■ **BRIEF**:
Can you continue the passage about Bello pitching the Red Sox season opener, picking up right after its last sentence?

As it came only weeks after the Red Sox signed him to a six-year contract extension, it naturally placed Bello under the microscope. Add in the fact that he was just the second Dominican — after Pedro Martinez — to pitch a season opener for the Red Sox and the youngest pitcher to draw the assignment in almost 30 years and the spotlight only got brighter.
But Bello didn’t shrink from the challenge. To the contrary, he was as calm as could be during the run-up to the game, either unaware that this start would be somehow different, or indifferent to that reality. He pored over scouting reports as though this was just an ordinary game.
And when it came time to pitch, Bello tamed a powerful Seattle Mariners lineup, allowing just two runs over five innings, qualifying for the victory in a 6-4 Red Sox win.

■ **THE DATA**:
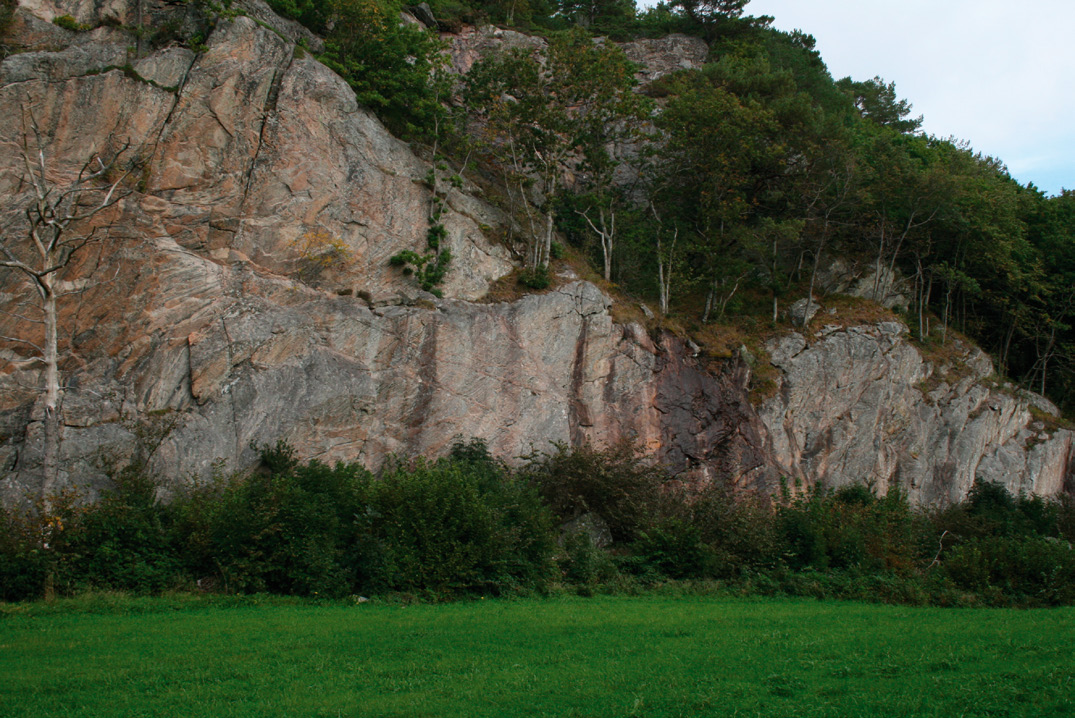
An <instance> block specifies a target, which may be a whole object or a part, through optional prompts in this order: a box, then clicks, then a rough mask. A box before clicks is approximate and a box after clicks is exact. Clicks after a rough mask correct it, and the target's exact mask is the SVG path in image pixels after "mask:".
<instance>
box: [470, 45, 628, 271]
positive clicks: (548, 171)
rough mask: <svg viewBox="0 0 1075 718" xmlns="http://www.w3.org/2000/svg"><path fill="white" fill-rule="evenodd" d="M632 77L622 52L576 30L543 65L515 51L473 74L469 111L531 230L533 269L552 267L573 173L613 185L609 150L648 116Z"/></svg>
mask: <svg viewBox="0 0 1075 718" xmlns="http://www.w3.org/2000/svg"><path fill="white" fill-rule="evenodd" d="M634 72H635V66H634V64H633V63H632V62H630V61H629V60H628V59H627V57H626V56H625V55H623V51H621V49H620V48H619V47H617V46H616V45H614V44H612V43H596V42H593V40H592V39H591V38H590V37H589V34H588V33H587V32H586V31H585V30H582V29H578V28H576V29H574V30H572V31H569V32H564V33H562V34H560V35H557V37H555V38H554V39H553V40H551V41H550V43H549V46H548V49H547V52H546V56H545V58H544V61H542V59H541V58H539V57H535V56H534V55H533V54H532V53H527V52H524V51H515V52H513V53H508V54H506V55H501V56H490V57H487V58H485V59H483V60H482V61H481V62H478V63H477V64H475V67H474V68H473V69H472V70H471V72H470V74H469V75H468V78H467V83H468V89H467V95H468V101H469V105H470V107H471V109H472V111H473V112H474V114H475V115H476V119H477V121H478V123H481V124H482V125H483V127H484V130H485V133H486V135H487V138H488V143H487V146H488V149H489V152H490V153H491V154H492V155H493V157H494V159H496V160H498V161H499V163H500V166H501V167H503V168H505V169H506V172H507V174H505V181H506V182H505V184H507V185H510V186H511V185H514V189H515V190H517V196H518V199H519V202H520V203H521V204H522V209H524V211H525V212H526V214H527V216H528V219H529V220H530V224H531V235H532V238H533V241H532V244H531V247H530V252H529V254H528V258H527V263H528V265H529V267H530V268H531V269H539V268H541V267H545V265H546V264H547V263H548V260H549V253H550V248H551V243H553V229H554V226H555V220H556V213H555V209H554V206H555V202H554V200H555V198H556V196H557V192H559V191H560V189H561V188H562V186H563V184H564V181H565V178H567V176H568V175H569V173H573V172H574V171H580V172H582V173H584V174H586V175H588V176H589V177H590V178H591V180H592V181H593V182H596V184H603V183H604V182H605V178H611V176H612V173H613V172H614V169H615V164H616V162H615V159H614V158H613V156H612V155H611V154H610V152H608V147H610V145H615V144H616V143H617V142H618V141H619V138H621V137H622V135H623V134H625V133H626V132H628V131H629V128H632V127H633V125H632V124H631V119H632V118H635V119H639V118H641V117H644V116H645V115H646V113H647V107H648V105H647V100H646V99H645V98H642V97H640V96H639V95H636V94H635V92H634V91H633V88H634V86H635V84H636V82H637V81H636V80H635V77H634ZM608 181H610V182H611V180H608ZM534 182H536V184H537V189H539V201H540V203H541V205H542V213H543V214H544V218H545V222H544V225H545V226H544V229H543V230H541V231H539V230H537V228H536V226H535V224H534V222H533V215H532V212H531V207H530V199H528V196H529V192H528V191H527V190H528V188H529V186H531V185H532V184H533V183H534Z"/></svg>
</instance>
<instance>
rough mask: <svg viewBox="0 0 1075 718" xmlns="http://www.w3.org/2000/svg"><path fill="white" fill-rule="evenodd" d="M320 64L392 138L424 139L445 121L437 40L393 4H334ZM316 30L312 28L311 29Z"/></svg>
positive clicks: (351, 1) (396, 3)
mask: <svg viewBox="0 0 1075 718" xmlns="http://www.w3.org/2000/svg"><path fill="white" fill-rule="evenodd" d="M329 8H331V17H332V29H331V30H330V31H329V32H328V34H327V37H326V38H325V54H324V55H321V56H320V58H319V59H320V60H321V61H323V62H324V63H325V64H327V66H328V67H329V68H331V69H332V70H334V71H335V72H336V73H339V74H340V76H342V77H343V78H344V80H346V81H347V83H348V84H349V85H350V86H352V88H353V89H354V90H355V96H356V98H357V99H358V102H359V104H362V105H366V106H368V107H370V109H371V110H373V111H374V112H375V113H376V114H377V116H378V117H381V119H382V120H383V121H384V123H385V125H387V126H388V128H389V129H390V130H391V131H392V132H395V133H396V134H398V135H400V137H404V138H415V139H428V138H429V137H430V135H431V134H432V133H434V132H435V127H436V126H438V124H439V121H440V120H441V119H442V118H443V117H445V114H446V111H445V109H444V106H443V104H442V101H443V99H444V98H445V97H446V96H447V86H446V84H445V81H444V78H443V77H442V76H441V73H440V69H441V67H442V64H443V63H444V57H443V56H442V55H441V43H440V41H439V40H438V39H436V37H435V35H434V34H433V33H431V32H429V31H426V30H422V29H420V28H418V27H416V26H414V25H410V24H405V23H403V21H402V20H401V19H400V17H399V11H400V5H399V3H398V2H396V1H395V0H336V1H335V2H333V3H331V4H330V5H329ZM315 26H316V25H315Z"/></svg>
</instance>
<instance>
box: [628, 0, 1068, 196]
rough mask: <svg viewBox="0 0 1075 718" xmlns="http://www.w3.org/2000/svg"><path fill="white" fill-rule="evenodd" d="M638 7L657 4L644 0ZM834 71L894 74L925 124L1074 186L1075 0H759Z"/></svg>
mask: <svg viewBox="0 0 1075 718" xmlns="http://www.w3.org/2000/svg"><path fill="white" fill-rule="evenodd" d="M640 4H644V5H650V4H654V2H653V1H651V0H643V1H642V2H640ZM746 12H747V13H748V14H750V15H772V16H773V17H774V18H775V21H774V25H775V26H776V27H777V28H779V29H782V30H794V29H801V30H803V31H805V32H808V33H809V34H813V35H814V37H815V38H816V39H817V48H818V51H820V53H821V57H822V58H823V59H825V61H826V64H828V66H829V71H830V72H831V73H832V76H833V77H834V78H837V80H838V78H840V77H844V76H847V75H850V76H851V77H854V78H856V80H868V78H870V77H873V76H874V75H880V76H881V77H884V78H885V80H886V81H887V82H894V83H895V89H897V92H898V94H899V96H900V97H902V98H906V99H907V100H909V101H911V103H912V104H913V105H914V110H913V114H914V115H915V116H917V115H919V114H921V115H924V116H926V123H924V125H923V129H924V130H926V131H927V132H930V133H932V134H936V135H940V137H948V135H955V137H956V138H958V139H962V140H967V141H970V142H971V145H972V146H973V147H974V148H975V149H976V150H979V152H983V153H985V154H987V155H992V156H993V157H999V158H1000V159H1001V160H1003V161H1004V162H1005V163H1006V164H1007V167H1008V170H1009V171H1010V172H1012V175H1013V176H1014V177H1016V178H1017V180H1019V181H1020V182H1022V183H1023V184H1026V183H1028V182H1033V183H1034V184H1035V185H1036V186H1037V187H1038V188H1041V189H1043V190H1045V191H1046V192H1048V193H1058V192H1059V191H1060V188H1061V187H1066V188H1069V189H1075V0H1016V1H1014V2H1013V0H751V2H750V4H748V5H747V6H746Z"/></svg>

■ **ANSWER TO THIS TASK**:
“He was excellent,” said Alex Cora, who picked up the first Opening Day win of his career as a manager. “He can be better, we know that. His command was off but he was able to make pitches. For a kid from (a small town in the Dominican) to be on this stage and go out there and perform, it was awesome. We made a big commitment a few weeks ago. He wanted to pitch (when the Red Sox were in the DR earlier this month), but I always envisioned him pitching here, in one of the first two games. He had the bal tonight and he did enough.”
“I feel happy for him,” said fellow countryman Rafael Devers, who clubbed a two-run homer in the third to stake Bello to an early lead. “He looked very good out there and I hope he keeps throwing the ball like he did today.”
While Bello didn’t feel nervous before the game, he acknowledged that the game sped up on him some in the first few innings. It helped that, starting with the last hitter he faced in the first through the final out in the third, that he retired seven of eight Mariners hitters, allowing him to establish his own rhythm.
That said, though he allowed five hits and only a few were particularly hard hit, Bello still had to work himself out of some jams at times. He needed a tidy 6-4-3 double play to wriggle out of a first-and-second, one-out mess in the first. He hit the leadoff man in the fourth, and after a fielder’s choice erased Jorge Polanco at second, gave up a two-run homer to Mitch Haniger which sliced into the Sox’ 3-0 lead, cutting it to 3-2.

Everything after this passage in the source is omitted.